begin Dataset rows

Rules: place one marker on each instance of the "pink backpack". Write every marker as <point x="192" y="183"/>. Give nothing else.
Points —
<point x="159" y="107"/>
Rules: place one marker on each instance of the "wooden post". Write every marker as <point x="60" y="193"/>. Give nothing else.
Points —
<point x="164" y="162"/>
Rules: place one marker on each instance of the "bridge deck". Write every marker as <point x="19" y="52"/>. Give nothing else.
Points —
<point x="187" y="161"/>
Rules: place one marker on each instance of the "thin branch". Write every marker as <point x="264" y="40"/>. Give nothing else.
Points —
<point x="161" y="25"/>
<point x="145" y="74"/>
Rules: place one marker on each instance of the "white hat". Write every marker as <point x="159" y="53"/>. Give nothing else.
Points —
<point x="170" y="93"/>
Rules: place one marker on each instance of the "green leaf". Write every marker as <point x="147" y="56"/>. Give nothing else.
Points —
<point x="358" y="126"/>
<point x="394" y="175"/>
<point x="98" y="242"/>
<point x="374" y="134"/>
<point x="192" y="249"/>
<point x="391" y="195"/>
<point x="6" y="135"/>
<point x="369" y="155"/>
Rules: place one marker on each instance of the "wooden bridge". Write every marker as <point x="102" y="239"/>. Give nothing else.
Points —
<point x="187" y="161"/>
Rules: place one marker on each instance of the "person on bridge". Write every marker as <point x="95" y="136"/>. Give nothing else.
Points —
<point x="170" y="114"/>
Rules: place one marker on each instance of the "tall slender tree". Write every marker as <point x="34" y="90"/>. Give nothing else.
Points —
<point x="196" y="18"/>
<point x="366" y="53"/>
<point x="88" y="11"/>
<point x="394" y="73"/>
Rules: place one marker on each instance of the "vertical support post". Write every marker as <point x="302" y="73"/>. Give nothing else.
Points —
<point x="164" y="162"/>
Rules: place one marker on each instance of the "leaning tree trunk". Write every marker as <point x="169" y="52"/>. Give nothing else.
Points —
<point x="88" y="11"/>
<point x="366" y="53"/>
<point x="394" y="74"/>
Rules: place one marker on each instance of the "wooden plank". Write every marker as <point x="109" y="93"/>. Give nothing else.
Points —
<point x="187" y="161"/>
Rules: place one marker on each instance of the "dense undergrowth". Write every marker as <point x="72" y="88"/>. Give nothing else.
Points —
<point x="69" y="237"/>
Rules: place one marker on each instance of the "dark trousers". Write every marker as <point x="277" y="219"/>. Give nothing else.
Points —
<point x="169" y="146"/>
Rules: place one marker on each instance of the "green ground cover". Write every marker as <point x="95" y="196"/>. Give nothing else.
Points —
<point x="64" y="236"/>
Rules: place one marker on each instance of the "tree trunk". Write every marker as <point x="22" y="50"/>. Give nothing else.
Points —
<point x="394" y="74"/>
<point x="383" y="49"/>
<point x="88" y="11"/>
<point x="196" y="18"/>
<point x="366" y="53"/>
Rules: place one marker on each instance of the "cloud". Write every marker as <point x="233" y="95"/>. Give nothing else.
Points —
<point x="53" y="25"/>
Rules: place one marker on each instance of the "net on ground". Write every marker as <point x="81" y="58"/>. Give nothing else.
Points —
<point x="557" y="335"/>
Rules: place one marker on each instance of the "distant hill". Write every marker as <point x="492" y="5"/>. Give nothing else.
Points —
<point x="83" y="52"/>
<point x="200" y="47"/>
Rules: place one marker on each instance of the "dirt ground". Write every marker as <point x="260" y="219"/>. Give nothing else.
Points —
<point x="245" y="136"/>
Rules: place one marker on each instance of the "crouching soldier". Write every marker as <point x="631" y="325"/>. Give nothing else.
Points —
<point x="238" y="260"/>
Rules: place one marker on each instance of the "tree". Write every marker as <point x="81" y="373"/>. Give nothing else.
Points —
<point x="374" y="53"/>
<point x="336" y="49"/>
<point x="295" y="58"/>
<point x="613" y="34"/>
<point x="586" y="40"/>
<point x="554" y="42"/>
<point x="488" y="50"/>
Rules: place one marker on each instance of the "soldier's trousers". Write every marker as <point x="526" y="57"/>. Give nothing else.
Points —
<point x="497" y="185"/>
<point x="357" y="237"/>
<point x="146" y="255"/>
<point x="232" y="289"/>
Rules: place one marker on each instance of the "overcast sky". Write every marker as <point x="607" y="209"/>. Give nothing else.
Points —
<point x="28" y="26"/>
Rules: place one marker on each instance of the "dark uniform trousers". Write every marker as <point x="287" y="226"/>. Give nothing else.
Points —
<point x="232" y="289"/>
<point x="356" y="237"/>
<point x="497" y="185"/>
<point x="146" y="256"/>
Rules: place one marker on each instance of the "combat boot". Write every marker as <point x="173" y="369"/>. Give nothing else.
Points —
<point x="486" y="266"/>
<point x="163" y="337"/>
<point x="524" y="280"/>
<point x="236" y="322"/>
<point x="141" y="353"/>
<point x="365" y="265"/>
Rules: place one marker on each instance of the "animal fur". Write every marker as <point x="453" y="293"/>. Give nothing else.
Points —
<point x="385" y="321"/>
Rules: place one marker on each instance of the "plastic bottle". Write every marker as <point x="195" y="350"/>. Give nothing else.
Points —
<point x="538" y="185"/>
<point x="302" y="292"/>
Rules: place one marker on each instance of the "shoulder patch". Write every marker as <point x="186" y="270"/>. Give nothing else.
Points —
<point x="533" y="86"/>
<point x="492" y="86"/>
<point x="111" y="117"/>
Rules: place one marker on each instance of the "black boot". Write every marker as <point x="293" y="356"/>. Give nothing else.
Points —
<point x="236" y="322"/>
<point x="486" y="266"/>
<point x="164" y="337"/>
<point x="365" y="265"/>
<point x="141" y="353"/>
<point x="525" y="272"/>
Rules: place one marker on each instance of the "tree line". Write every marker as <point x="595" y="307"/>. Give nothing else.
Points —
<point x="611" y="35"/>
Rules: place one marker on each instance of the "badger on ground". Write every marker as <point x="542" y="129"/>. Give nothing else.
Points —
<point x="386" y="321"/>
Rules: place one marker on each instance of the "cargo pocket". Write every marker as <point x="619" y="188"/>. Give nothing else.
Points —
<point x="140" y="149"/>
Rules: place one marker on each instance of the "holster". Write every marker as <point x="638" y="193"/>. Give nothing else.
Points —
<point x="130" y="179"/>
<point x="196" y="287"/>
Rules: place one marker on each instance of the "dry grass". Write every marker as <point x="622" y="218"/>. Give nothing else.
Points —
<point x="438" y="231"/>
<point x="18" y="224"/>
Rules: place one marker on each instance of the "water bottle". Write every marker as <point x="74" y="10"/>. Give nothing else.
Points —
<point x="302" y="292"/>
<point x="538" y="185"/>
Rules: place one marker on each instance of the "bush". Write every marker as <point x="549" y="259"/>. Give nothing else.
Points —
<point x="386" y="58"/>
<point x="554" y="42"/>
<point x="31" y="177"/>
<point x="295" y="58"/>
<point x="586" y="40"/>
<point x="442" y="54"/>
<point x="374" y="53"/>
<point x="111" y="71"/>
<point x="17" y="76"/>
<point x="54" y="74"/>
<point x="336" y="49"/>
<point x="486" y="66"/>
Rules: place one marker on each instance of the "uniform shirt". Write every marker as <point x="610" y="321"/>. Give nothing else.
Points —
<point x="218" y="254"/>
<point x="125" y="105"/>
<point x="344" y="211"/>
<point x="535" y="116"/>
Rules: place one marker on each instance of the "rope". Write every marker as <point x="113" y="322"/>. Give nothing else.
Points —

end Dataset rows

[Exercise details]:
Transcribe each record exactly. Leave nothing out.

[Result of the task]:
Rules: place one marker on each instance of the "pink backpack". Write every marker as <point x="192" y="183"/>. Give nothing else.
Points —
<point x="159" y="107"/>
Rules: place one marker on each instance of the "wooden post". Write every marker as <point x="60" y="193"/>. Give nothing else.
Points —
<point x="164" y="162"/>
Rules: place one marker on each instance of the "bridge deck". Write every marker as <point x="19" y="52"/>. Give nothing else.
Points —
<point x="187" y="161"/>
Rules: place one marker on each instance of the "thin branch". Write every marker as <point x="264" y="40"/>. Give nothing else.
Points —
<point x="161" y="25"/>
<point x="145" y="74"/>
Rules: place one marker on each instance of the "white hat". Write every marker as <point x="159" y="53"/>. Give nothing else.
Points —
<point x="170" y="93"/>
Rules: place one marker on each instance of the "green leaf". Write every marker as <point x="147" y="56"/>. Give nothing else.
Points —
<point x="358" y="126"/>
<point x="394" y="175"/>
<point x="98" y="242"/>
<point x="374" y="134"/>
<point x="192" y="249"/>
<point x="391" y="195"/>
<point x="6" y="135"/>
<point x="369" y="155"/>
Rules: place one marker on each instance of the "wooden bridge". Write every marker as <point x="102" y="239"/>. Give nothing else.
Points —
<point x="187" y="161"/>
Rules: place one marker on each instance of the "person on bridge". Write every marker as <point x="95" y="136"/>. Give nothing else.
Points —
<point x="170" y="114"/>
Rules: place one marker on each instance of the "tall slender tree". Write every marker as <point x="34" y="90"/>. Give nothing else.
Points —
<point x="196" y="18"/>
<point x="366" y="53"/>
<point x="88" y="11"/>
<point x="394" y="73"/>
Rules: place one marker on each instance of the "vertical support post". Write every marker as <point x="302" y="73"/>. Give nothing else.
Points —
<point x="164" y="162"/>
Rules: place one marker on each instance of the "leaning tree trunk". Write every marker as <point x="169" y="52"/>. Give nothing else.
Points —
<point x="88" y="11"/>
<point x="366" y="53"/>
<point x="394" y="74"/>
Rules: place one marker on each instance of the "wooden plank". Write every marker as <point x="109" y="93"/>. Give nothing else.
Points —
<point x="187" y="161"/>
Rules: place one marker on each instance of the "dense undergrowth". Write every marker as <point x="72" y="88"/>. Give nothing else.
Points —
<point x="69" y="237"/>
Rules: place one marker on each instance of the "dark trousers". Write every marker as <point x="277" y="219"/>. Give nothing else.
Points —
<point x="169" y="146"/>
Rules: place one marker on each instance of the "green ground cover". Write every marker as <point x="95" y="196"/>. Give nothing else.
Points —
<point x="64" y="236"/>
Rules: place one marker on each instance of the "tree trunk". Write every marker as <point x="22" y="50"/>. Give nothing else.
Points —
<point x="394" y="74"/>
<point x="383" y="49"/>
<point x="88" y="11"/>
<point x="196" y="18"/>
<point x="366" y="53"/>
Rules: place one marker on each instance of the "cloud". Write every marker as <point x="233" y="95"/>. Give nothing else.
Points —
<point x="53" y="25"/>
Rules: place one marker on each instance of the "net on ground". Write every marker as <point x="81" y="58"/>. Give nothing else.
Points —
<point x="557" y="335"/>
Rules: place one marker on each instance of the "distant hill". Write every marker as <point x="492" y="5"/>. Give nothing else.
Points —
<point x="83" y="52"/>
<point x="200" y="47"/>
Rules: place one marker on each instance of the "dirt ground". Write every marker as <point x="260" y="219"/>. Give nothing else.
Points —
<point x="245" y="136"/>
Rules: place one marker on each instance of the "crouching soldier". Write every marker as <point x="631" y="325"/>. Give nothing else.
Points —
<point x="238" y="260"/>
Rules: place one marker on each instance of the "tree". Write every marker as <point x="81" y="373"/>. Give nothing else.
Points —
<point x="374" y="53"/>
<point x="336" y="49"/>
<point x="295" y="58"/>
<point x="613" y="34"/>
<point x="586" y="40"/>
<point x="554" y="42"/>
<point x="488" y="50"/>
Rules: place one marker on each instance of the "soldier's trousers". Write every marker as <point x="526" y="57"/>. Give nothing else.
Points —
<point x="497" y="185"/>
<point x="357" y="237"/>
<point x="146" y="255"/>
<point x="232" y="289"/>
Rules: place one marker on each instance of the "overcast sky". Write every marker as <point x="607" y="209"/>. Give nothing else.
Points —
<point x="28" y="26"/>
Rules: place one marker on each instance of the "dark uniform trousers". Write every marker as <point x="287" y="226"/>. Give nothing else.
Points —
<point x="232" y="289"/>
<point x="356" y="237"/>
<point x="497" y="185"/>
<point x="146" y="256"/>
Rules: place one marker on each instance of the "combat boot". Write every marker as <point x="173" y="369"/>. Give nothing else.
Points —
<point x="486" y="266"/>
<point x="163" y="337"/>
<point x="524" y="280"/>
<point x="236" y="322"/>
<point x="141" y="353"/>
<point x="365" y="265"/>
Rules: place one marker on each instance of the "animal fur". Write every marker as <point x="453" y="293"/>. Give nothing else.
Points —
<point x="385" y="321"/>
Rules: place one marker on each instance of the "plastic bottle". Write every marker as <point x="195" y="350"/>. Give nothing else.
Points —
<point x="538" y="185"/>
<point x="302" y="292"/>
Rules: place one marker on each instance of the "shoulder patch". Write every marker as <point x="186" y="270"/>. Give nothing else.
Points —
<point x="533" y="86"/>
<point x="492" y="86"/>
<point x="111" y="117"/>
Rules: place one marker on each instance of the "black boot". Write every marker as <point x="293" y="356"/>. Give nothing else.
Points —
<point x="236" y="322"/>
<point x="486" y="266"/>
<point x="164" y="337"/>
<point x="365" y="265"/>
<point x="141" y="353"/>
<point x="525" y="272"/>
Rules: place one marker on each instance of the "tree line". Write every marker as <point x="595" y="307"/>. Give nothing else.
Points —
<point x="611" y="35"/>
Rules: place one marker on each instance of the "badger on ground". Write every marker as <point x="542" y="129"/>. Give nothing else.
Points —
<point x="386" y="321"/>
Rules: place one marker on each instance of the "cargo pocket". Write every marker as <point x="619" y="188"/>. Give nothing else.
Points —
<point x="140" y="149"/>
Rules: place one marker on each instance of the "holster". Write every marker as <point x="638" y="193"/>. Give nothing else.
Points —
<point x="130" y="179"/>
<point x="196" y="287"/>
Rules: place one marker on each instance of the "dry grass". Write every marker as <point x="622" y="218"/>. Give nothing else.
Points —
<point x="438" y="231"/>
<point x="18" y="224"/>
Rules: place one marker on each instance of the "water bottle". Write every marker as <point x="74" y="10"/>. Give nothing else.
Points —
<point x="302" y="292"/>
<point x="538" y="185"/>
Rules: place one marker on each instance of the "bush". Write every marker as <point x="549" y="259"/>. Give nothing else.
Points —
<point x="386" y="58"/>
<point x="554" y="42"/>
<point x="31" y="177"/>
<point x="295" y="58"/>
<point x="586" y="40"/>
<point x="442" y="54"/>
<point x="374" y="53"/>
<point x="111" y="71"/>
<point x="17" y="76"/>
<point x="54" y="74"/>
<point x="336" y="49"/>
<point x="486" y="66"/>
Rules: place one marker on each instance of the "uniform shirt". Write every marker as <point x="610" y="321"/>. Give nothing else.
Points —
<point x="218" y="254"/>
<point x="125" y="105"/>
<point x="344" y="211"/>
<point x="535" y="116"/>
Rules: place one marker on each instance of the "rope". Write every marker as <point x="113" y="322"/>. Give nothing else.
Points —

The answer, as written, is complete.